The Miracle of La Crescenta – Fireproof Ananda Ashrama
Nov. 21, 1933 It was a quiet Tuesday evening at the Ananda Ashrama after a long hot summer. In the cool solitude of the 120-acre spiritual retreat at the top of Pennsylvania Avenue, the Ashrama sisters read, sewed or meditated. A mile away in Pickens Canyon a fire of mysterious origin flared. Fanned by increasing Santa Ana wind and fueled by brush that hadn’t burned in decades, the inferno swept across Briggs Terrace, burning a few homes. It then charged northwest across the face of the San Gabriel Mountains towards the Ashrama.
Firefighters streamed in from all parts of L.A. through the night, and the hundreds of young men housed in the three Civilian Conservation Corps in the area were mobilized. The fire burned through the Bissell Estate at the top of La Crescenta Avenue that night and began to lick at the edges of the Ashrama property. The hundreds of firefighters made a valiant stand and stopped the flames. At dawn the wind began to die and the fire retreated up the mountain. The jubilant sisters fed the exhausted firemen, thinking the danger had passed. The experienced firefighters knew better, knowing that when the Santa Ana winds returned at sunset the smoldering hillside would reignite. That day, they arrayed their hoses and pumpers around the compound.

• _ROWS_:
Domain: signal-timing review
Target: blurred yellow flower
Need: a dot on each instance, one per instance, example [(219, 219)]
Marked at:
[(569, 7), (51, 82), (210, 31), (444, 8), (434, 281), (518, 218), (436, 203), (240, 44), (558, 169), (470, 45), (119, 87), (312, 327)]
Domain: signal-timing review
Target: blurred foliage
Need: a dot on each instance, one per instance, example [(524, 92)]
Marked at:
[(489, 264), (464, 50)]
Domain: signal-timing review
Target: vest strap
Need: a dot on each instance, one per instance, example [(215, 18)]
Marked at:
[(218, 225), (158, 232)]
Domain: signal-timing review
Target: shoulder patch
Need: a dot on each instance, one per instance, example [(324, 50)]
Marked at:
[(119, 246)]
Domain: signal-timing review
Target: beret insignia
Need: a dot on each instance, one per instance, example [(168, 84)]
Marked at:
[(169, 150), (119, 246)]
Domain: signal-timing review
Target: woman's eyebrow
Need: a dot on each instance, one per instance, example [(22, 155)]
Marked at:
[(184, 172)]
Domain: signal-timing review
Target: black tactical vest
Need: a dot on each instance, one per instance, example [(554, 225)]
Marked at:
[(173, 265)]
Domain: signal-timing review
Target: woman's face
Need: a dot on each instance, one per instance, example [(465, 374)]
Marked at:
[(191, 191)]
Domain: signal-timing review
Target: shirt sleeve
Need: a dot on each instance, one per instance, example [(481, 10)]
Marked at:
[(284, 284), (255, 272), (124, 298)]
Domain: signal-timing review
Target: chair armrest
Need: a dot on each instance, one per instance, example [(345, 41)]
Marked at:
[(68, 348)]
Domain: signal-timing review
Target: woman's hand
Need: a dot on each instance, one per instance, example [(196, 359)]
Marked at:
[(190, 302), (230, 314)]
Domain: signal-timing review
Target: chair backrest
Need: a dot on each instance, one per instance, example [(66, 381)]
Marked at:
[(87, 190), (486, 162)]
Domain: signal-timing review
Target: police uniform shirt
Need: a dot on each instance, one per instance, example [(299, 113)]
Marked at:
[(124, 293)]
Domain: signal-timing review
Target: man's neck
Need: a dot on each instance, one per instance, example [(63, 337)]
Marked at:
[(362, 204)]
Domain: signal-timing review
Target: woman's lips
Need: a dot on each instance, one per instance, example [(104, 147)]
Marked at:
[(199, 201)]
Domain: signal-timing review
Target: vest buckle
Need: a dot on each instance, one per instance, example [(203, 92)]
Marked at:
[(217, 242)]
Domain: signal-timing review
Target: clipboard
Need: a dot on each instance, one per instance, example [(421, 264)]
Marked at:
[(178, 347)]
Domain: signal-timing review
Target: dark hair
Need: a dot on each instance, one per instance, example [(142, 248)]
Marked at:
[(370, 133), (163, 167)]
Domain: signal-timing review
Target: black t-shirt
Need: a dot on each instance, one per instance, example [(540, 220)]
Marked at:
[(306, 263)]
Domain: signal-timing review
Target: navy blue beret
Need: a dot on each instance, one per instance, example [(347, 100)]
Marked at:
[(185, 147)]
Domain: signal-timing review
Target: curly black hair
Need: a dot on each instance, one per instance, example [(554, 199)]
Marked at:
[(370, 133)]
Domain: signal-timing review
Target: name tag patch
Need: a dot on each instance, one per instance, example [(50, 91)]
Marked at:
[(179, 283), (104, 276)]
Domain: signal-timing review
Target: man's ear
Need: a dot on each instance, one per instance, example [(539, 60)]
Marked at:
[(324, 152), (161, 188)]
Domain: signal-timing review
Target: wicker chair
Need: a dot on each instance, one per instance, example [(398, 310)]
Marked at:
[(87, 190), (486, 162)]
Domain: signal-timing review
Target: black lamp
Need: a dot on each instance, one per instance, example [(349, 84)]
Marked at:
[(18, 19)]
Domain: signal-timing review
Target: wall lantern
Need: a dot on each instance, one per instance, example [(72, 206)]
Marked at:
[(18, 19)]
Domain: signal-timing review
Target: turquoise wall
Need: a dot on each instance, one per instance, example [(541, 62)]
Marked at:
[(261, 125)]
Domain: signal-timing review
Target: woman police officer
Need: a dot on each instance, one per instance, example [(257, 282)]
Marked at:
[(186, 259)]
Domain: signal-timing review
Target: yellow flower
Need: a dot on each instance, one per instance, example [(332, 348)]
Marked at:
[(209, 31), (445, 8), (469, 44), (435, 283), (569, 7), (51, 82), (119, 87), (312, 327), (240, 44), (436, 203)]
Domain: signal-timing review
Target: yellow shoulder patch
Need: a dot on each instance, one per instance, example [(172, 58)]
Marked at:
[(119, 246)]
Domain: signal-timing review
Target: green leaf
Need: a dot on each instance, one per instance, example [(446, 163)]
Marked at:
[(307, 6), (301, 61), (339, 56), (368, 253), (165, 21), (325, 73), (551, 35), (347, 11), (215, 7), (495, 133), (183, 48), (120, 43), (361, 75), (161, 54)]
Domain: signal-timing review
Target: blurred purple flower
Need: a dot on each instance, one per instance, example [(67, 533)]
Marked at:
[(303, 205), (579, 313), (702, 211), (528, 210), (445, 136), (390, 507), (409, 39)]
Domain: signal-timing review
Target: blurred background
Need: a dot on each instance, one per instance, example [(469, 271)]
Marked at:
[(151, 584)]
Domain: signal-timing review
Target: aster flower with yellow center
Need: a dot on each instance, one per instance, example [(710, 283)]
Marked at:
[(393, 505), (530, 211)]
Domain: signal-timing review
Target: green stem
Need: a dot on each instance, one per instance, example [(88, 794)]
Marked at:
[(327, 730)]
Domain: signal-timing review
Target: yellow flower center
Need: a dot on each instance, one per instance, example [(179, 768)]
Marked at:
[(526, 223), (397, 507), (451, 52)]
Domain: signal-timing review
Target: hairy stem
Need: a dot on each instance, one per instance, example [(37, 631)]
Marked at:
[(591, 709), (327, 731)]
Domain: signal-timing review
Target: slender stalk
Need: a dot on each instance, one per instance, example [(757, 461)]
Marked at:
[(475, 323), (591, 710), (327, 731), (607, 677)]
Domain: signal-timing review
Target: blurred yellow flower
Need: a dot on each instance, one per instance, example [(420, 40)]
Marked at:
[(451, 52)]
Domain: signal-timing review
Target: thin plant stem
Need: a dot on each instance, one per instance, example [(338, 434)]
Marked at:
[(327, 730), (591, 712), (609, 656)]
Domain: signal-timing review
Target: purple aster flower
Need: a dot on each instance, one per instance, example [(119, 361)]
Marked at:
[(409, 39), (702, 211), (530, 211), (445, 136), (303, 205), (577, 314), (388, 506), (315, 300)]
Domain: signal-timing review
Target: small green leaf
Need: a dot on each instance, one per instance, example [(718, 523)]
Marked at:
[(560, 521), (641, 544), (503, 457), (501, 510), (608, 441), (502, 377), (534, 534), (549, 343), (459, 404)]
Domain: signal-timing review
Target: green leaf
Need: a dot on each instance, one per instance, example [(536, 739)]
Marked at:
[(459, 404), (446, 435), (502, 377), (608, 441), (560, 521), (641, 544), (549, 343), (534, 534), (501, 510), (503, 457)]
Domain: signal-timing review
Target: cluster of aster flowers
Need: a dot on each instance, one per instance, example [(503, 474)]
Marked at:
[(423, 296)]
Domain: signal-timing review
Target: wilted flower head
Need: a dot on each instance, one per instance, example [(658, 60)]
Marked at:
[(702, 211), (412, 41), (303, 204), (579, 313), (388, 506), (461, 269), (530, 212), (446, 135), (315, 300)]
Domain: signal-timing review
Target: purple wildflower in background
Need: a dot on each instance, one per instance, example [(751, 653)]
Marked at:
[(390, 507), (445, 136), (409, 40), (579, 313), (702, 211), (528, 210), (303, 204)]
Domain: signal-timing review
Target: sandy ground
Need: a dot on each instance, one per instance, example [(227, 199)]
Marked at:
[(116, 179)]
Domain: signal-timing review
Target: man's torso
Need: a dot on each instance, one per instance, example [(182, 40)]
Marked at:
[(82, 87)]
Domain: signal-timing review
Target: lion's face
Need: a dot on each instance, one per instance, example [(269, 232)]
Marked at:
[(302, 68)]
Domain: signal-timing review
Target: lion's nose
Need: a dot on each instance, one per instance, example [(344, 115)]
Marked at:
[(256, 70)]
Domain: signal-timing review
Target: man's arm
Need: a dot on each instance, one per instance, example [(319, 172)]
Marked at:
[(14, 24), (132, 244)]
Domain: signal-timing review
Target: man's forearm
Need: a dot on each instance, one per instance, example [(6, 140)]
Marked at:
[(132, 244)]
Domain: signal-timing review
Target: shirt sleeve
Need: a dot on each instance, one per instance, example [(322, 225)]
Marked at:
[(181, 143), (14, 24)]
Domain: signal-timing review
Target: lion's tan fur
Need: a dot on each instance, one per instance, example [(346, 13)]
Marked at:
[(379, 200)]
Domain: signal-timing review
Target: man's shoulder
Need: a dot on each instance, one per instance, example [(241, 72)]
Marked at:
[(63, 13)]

--

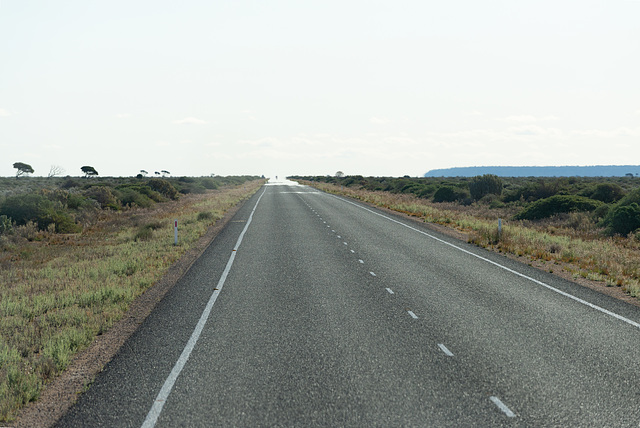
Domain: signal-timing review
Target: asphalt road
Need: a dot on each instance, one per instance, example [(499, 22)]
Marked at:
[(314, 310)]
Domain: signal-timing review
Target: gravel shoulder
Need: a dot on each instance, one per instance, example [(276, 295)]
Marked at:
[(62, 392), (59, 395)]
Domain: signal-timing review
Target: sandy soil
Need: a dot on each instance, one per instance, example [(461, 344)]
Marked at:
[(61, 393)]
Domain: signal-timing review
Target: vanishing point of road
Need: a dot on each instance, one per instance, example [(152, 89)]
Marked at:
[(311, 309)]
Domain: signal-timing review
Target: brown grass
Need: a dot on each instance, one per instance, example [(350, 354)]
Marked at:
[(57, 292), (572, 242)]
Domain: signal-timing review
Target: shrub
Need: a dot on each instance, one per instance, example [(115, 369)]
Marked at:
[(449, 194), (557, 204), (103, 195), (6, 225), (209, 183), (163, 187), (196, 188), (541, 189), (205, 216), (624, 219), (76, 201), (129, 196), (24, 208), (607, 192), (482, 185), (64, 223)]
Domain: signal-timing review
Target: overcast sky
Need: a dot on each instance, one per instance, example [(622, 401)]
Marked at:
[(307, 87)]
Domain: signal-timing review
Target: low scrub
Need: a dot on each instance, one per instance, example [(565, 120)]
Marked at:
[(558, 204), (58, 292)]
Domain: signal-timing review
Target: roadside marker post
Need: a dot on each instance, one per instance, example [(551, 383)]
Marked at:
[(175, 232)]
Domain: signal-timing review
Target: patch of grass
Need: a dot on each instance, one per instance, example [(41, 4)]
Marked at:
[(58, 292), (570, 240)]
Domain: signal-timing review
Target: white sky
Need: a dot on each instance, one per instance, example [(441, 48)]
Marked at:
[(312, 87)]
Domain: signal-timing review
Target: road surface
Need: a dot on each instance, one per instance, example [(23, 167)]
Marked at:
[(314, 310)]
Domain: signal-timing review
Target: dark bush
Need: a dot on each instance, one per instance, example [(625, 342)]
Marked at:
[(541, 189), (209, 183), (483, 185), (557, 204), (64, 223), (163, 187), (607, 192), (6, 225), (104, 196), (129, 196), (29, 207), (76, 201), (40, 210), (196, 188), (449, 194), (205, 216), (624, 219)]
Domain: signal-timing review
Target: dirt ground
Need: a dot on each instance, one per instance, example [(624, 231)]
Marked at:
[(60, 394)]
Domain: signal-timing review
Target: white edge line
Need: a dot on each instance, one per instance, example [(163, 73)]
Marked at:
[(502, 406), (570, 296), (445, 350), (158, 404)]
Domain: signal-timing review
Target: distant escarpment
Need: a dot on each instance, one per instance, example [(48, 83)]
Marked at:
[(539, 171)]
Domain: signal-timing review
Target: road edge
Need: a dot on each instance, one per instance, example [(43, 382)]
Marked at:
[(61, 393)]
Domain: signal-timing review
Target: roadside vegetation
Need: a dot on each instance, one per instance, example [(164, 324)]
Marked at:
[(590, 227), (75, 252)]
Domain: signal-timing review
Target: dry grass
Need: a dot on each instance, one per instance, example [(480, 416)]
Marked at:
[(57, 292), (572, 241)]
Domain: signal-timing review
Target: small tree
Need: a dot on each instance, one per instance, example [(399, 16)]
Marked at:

• _PARTS OF THE EXERCISE_:
1. In the account of the 1933 fire at the Ananda Ashrama, how many acres did the spiritual retreat cover?
2. Carry on the account of the 1933 fire at the Ananda Ashrama, beginning after its final sentence.

• _ANSWERS BELOW_:
1. 120 acres.

2.
As the firemen had predicted, sunset brought a great gust of wind which fanned the glowing embers alive. Almost immediately a 50 foot high wall of flame shot into the air from the canyons next to the Ashrama. The firefighters were overwhelmed by the sudden ferocity of the gusting firestorm. The wind had an insane intensity to it, sending flames over and around the Ashrama. The fire got away from the firefighters and they, and the sisters, found themselves surrounded – cut off from escape. The fire chief directed the sisters to shelter in the cloister. The chief entered the cloister doorway, the flames visible behind him, and told the women, “The fire is going to strike us, but we will do our best to save you.” The chief stepped back outside and, as the landscaping at the edges of the cloister began to burn, he handpicked 20 of his bravest men to save the women. He directed them to array themselves in a circle around the cloister, to lie flat on their stomachs while covering their faces, and spray their hoses on the structure. The bushes at their outstretched feet began to explode like match heads.
Inside the cloister the women knelt and began to pray. The darkened room lit up like daylight as showers of flaming embers poured down on the structure. The fire roared outside as smoke began to seep through the closed windows and the temperature rose. The women chanted in unison, and the fire-engulfed house seemed to vibrate with the intensity of their prayers. But quickly the fire passed over and the roaring subsided. The chief reentered the room and in a shaking voice announced, “The fire has gone over. It was the hand of God that saved you.”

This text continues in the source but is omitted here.